_Study questions_:
• 1. Can you copy out the stretch of the beta glycerophosphate synthesis passage from "e) converting 1,3" through "from mother liquor.."?
• 2. Can you extend the beta glycerophosphate synthesis passage, picking up after its final sentence?

_Passage_:
#####

The tiglic acid recovered from the mother liquor is obtained in 65% yield and >95% purity.

WE CLAIM,

1. A method for synthesis of beta glycerophosphates disodium salt with 101.59% assay, with a melting range of 98.8-101.2 °C from glycerol, characterized by the use of tiglic acid a key raw material comprising:

a) treating tiglic acid with thionyl chloride to obtain tigloyl chloride under neat condition;

b) reacting tigloyl chloride with glycerol in presence of a base at a temperature of -5 to 0°C and solvent to obtain 1,3 tigloyl ester of glycerol;

c) phosphorylating 1,3 tigloyl ester of glycerol in presence of phosphorylating agent in a solvent to obtain Phosphorylated 1,3 tigloyl ester of glycerol;

d) hydrolyzing the Phosphorylated 1, 3 tigloyl ester of glycerol to obtain 1, 3 tigloyl ester of beta glycerophosphate;

e) converting 1,3 tigloyl ester of beta glycerophosphate into 1, 3 tigloyl ester of beta glycerophosphate disodium salt by treating with aqueous sodium hydroxide;

f) deesterifying the 1,3 tigloyl ester of beta glycerophosphate disodium salt into beta glycerophosphate disodium salt in presence of a base and methanol; and

g) recovering the tiglic acid from mother liquor..

#####

_Information given_:
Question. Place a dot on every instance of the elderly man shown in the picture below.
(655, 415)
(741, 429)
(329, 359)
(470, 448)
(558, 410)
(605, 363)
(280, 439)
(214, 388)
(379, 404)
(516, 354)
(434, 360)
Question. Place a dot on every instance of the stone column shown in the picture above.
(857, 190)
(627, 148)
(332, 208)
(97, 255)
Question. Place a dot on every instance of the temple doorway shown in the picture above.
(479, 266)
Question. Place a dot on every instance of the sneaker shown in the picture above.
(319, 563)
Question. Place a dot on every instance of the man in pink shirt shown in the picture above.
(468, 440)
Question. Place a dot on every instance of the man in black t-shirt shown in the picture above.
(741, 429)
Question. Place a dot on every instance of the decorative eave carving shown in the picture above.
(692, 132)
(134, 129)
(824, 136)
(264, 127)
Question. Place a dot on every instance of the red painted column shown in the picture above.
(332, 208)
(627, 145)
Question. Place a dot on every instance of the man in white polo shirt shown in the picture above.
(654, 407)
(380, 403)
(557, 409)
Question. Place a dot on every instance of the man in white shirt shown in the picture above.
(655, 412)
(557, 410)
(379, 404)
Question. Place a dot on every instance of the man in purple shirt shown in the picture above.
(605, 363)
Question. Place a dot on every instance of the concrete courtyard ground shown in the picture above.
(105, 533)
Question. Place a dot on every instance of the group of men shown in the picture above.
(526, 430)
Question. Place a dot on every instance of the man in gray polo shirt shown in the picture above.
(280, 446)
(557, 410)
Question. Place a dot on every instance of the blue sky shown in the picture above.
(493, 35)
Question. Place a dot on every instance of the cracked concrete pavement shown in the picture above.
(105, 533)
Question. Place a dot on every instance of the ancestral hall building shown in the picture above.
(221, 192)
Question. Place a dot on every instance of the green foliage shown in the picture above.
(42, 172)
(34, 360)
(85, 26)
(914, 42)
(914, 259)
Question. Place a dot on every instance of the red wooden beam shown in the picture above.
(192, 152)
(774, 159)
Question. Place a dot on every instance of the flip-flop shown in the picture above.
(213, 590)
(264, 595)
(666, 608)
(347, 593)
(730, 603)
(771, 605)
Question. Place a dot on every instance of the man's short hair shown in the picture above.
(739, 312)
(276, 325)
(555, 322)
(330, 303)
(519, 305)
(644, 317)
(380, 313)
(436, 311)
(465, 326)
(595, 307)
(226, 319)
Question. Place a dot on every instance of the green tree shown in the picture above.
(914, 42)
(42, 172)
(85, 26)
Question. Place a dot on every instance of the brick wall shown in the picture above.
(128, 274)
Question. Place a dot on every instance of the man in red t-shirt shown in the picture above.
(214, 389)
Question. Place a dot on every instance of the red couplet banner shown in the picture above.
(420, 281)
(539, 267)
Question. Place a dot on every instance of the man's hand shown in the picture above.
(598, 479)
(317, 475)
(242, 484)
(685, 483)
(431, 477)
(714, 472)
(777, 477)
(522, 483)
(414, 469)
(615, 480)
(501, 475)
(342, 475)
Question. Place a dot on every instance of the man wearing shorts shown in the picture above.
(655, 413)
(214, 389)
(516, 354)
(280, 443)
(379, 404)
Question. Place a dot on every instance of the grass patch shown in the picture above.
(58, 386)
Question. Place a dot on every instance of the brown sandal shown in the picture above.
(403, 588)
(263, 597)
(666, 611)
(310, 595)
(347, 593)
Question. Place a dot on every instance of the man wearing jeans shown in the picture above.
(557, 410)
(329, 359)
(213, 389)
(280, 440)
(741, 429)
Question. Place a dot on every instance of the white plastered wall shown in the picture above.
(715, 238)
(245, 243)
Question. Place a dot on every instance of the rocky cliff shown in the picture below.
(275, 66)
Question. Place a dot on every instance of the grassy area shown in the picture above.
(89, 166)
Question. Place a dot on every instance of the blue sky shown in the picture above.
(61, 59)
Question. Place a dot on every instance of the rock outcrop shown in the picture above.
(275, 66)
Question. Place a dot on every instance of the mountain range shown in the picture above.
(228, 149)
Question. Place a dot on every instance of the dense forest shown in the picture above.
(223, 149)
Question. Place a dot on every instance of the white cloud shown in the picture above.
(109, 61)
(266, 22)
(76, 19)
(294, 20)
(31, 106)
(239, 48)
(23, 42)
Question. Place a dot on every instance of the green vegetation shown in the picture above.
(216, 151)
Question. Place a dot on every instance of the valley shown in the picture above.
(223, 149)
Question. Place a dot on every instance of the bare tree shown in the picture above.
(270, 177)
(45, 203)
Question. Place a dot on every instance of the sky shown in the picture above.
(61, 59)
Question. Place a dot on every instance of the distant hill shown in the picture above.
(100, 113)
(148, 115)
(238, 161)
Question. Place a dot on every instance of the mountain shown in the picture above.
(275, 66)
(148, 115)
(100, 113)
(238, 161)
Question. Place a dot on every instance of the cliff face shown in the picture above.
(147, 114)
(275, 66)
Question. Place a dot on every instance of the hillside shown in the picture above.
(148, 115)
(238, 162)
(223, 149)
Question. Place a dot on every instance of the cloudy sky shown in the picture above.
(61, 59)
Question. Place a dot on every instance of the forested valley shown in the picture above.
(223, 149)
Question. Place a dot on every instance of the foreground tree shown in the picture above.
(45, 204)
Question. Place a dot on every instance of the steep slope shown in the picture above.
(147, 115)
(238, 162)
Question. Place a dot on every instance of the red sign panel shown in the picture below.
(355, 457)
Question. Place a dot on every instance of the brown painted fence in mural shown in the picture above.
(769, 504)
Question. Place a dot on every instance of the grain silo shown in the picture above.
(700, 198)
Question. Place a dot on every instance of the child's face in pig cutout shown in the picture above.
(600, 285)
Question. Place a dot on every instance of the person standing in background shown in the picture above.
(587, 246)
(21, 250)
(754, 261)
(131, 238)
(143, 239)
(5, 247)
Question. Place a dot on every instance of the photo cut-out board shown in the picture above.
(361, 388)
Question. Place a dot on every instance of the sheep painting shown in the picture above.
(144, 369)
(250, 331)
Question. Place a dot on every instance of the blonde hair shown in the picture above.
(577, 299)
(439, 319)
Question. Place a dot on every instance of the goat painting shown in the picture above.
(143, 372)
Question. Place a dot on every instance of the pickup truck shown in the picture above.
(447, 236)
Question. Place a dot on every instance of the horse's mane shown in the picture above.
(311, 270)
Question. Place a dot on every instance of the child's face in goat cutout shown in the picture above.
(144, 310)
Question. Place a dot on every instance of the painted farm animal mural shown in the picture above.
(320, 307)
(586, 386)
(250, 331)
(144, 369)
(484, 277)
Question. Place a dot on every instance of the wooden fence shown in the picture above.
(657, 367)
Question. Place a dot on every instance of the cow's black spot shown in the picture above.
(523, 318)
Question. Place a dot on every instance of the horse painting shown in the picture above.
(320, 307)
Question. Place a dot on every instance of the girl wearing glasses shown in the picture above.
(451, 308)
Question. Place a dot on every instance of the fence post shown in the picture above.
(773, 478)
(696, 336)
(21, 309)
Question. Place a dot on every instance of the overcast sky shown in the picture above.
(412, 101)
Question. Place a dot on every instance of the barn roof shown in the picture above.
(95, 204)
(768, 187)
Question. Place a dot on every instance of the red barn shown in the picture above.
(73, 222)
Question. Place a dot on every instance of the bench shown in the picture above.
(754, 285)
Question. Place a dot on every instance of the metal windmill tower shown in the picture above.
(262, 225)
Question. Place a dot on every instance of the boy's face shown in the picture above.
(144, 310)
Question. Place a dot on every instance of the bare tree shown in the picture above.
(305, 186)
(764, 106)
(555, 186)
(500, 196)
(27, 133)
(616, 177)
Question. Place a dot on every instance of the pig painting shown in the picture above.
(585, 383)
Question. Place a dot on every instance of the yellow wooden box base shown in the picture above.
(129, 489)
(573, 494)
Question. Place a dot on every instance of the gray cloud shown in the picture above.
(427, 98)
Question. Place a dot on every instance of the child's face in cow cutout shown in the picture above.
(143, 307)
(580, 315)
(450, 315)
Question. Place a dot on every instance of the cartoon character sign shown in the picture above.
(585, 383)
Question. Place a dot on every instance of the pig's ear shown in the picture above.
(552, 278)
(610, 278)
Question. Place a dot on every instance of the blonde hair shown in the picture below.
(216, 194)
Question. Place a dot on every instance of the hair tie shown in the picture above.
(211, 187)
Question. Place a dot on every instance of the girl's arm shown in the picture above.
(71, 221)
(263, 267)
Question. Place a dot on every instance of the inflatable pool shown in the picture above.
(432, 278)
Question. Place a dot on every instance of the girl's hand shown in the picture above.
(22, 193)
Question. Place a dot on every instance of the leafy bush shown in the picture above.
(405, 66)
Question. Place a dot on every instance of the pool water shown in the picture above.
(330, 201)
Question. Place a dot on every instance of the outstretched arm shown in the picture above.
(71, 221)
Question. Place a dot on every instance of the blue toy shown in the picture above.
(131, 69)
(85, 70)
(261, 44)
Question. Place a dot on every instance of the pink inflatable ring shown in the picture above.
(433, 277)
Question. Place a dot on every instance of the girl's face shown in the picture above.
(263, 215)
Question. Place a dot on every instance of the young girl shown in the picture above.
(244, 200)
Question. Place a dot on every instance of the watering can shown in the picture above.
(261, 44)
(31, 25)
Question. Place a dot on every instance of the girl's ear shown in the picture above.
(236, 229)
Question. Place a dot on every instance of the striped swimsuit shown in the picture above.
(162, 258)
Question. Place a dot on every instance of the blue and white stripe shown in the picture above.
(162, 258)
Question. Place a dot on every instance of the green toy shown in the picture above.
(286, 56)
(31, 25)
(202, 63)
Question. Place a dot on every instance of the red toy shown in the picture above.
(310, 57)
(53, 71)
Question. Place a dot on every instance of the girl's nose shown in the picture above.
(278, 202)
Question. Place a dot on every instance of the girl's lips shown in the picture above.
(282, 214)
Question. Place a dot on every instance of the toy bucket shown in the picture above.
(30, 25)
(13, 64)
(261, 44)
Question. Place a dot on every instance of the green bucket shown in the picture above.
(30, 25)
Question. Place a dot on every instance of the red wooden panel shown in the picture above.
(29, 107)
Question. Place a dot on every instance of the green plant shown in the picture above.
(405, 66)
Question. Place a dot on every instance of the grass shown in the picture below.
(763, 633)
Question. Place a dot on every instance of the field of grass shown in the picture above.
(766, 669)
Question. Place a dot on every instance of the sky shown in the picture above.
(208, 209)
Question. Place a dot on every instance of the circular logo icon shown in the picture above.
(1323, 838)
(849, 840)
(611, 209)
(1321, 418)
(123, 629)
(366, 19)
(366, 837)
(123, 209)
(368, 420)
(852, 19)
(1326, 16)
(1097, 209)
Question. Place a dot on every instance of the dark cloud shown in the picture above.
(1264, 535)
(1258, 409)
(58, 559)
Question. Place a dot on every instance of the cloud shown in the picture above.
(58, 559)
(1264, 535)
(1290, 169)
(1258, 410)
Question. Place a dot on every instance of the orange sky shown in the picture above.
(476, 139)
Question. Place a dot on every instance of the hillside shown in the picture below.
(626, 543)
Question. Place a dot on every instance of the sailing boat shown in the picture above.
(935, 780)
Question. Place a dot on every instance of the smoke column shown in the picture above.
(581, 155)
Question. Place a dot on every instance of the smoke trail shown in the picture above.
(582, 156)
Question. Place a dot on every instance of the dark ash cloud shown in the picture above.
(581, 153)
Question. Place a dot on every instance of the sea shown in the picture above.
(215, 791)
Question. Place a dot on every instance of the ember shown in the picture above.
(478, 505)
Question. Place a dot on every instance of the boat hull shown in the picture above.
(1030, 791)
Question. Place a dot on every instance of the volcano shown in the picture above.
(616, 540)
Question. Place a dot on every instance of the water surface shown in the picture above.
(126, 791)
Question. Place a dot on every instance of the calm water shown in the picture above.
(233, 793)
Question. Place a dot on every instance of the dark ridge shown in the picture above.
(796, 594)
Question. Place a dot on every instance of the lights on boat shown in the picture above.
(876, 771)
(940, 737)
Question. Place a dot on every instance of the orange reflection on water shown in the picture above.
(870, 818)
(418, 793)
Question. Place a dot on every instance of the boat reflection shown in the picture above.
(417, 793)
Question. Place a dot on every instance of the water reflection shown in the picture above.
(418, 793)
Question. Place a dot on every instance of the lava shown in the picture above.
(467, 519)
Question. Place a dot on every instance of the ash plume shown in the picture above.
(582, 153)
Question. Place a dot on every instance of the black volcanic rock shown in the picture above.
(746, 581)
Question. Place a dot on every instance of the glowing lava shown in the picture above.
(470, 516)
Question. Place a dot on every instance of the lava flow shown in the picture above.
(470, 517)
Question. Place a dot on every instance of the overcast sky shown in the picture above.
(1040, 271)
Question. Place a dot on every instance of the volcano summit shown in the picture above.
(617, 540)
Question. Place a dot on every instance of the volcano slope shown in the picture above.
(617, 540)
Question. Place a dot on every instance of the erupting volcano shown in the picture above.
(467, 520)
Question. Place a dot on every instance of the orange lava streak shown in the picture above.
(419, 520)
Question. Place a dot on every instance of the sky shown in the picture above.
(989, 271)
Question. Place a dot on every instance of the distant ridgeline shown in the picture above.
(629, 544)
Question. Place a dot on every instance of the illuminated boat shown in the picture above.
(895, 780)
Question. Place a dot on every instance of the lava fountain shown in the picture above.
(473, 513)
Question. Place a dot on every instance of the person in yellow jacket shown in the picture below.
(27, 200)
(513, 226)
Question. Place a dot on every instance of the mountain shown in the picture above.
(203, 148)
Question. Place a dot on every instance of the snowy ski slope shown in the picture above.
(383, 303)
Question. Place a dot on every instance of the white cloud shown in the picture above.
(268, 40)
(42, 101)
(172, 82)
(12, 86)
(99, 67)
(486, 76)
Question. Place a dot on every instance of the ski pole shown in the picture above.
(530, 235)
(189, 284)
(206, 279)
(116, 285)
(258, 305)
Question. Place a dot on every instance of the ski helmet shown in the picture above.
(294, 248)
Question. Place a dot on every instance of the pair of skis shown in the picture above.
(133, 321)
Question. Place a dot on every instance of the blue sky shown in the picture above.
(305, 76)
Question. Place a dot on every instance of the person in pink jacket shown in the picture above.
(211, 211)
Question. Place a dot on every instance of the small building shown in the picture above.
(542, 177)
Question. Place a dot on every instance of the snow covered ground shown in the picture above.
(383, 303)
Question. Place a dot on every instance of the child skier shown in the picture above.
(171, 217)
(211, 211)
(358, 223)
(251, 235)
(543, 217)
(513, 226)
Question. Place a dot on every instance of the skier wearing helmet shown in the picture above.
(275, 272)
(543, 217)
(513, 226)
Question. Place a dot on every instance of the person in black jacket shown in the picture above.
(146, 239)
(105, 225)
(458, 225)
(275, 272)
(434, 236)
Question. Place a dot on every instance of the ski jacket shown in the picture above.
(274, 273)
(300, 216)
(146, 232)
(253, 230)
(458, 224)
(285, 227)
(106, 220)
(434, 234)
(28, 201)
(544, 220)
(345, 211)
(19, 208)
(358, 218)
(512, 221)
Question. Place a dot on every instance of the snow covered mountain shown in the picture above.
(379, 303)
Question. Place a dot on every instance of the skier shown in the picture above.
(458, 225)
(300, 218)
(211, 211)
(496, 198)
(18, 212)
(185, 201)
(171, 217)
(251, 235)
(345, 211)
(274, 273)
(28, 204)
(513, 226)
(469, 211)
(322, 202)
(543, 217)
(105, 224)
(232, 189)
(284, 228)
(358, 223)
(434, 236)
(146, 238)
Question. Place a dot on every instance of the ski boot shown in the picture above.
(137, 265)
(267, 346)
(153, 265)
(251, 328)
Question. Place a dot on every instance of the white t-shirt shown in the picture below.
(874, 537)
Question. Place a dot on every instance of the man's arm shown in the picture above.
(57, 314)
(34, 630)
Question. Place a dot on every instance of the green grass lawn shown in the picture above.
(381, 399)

#####

_Set of answers_:
• 1.
e) converting 1,3 tigloyl ester of beta glycerophosphate into 1, 3 tigloyl ester of beta glycerophosphate disodium salt by treating with aqueous sodium hydroxide;

f) deesterifying the 1,3 tigloyl ester of beta glycerophosphate disodium salt into beta glycerophosphate disodium salt in presence of a base and methanol; and

g) recovering the tiglic acid from mother liquor..

• 2.
2. The method according to claim 1, wherein the base used in step (b) is an organic base selected from pyridine or triethyl amine.

3. The method according to claim 1, wherein the solvent used in step (b) and (c) is methyl tertiary butyl ether.

4. The method according to claim 1, wherein the concentration of aqueous sodium hydroxide is 50%w/v.

5. The method according to claim 1, wherein the base used for de-esterification is an organic base or an inorganic base selected from the group consisting of sodium hydroxide, potassium hydroxide and lithium hydroxide.

6. The method according to claim 1, wherein the phosphorylating agent is phosphorous oxychloride.

7. The method according to claim 1, wherein the beta glycerophosphates disodium salt is obtained in yield 45%.

8. The method according to claim 1, wherein the recovery of tiglic acid from mother liquor comprising;

a) evaporating methanol followed by dissolving the solid obtained in water;

b) extracting aqueous layer to remove organic impurities followed by cooling the aqueous layer and adjusted the pH with concentrated hydrochloric acid up to pH 3 to precipitate the tiglic acid.

9. The method according to claim 8, wherein the tiglic acid is recovered in yield 65% with purity 95%.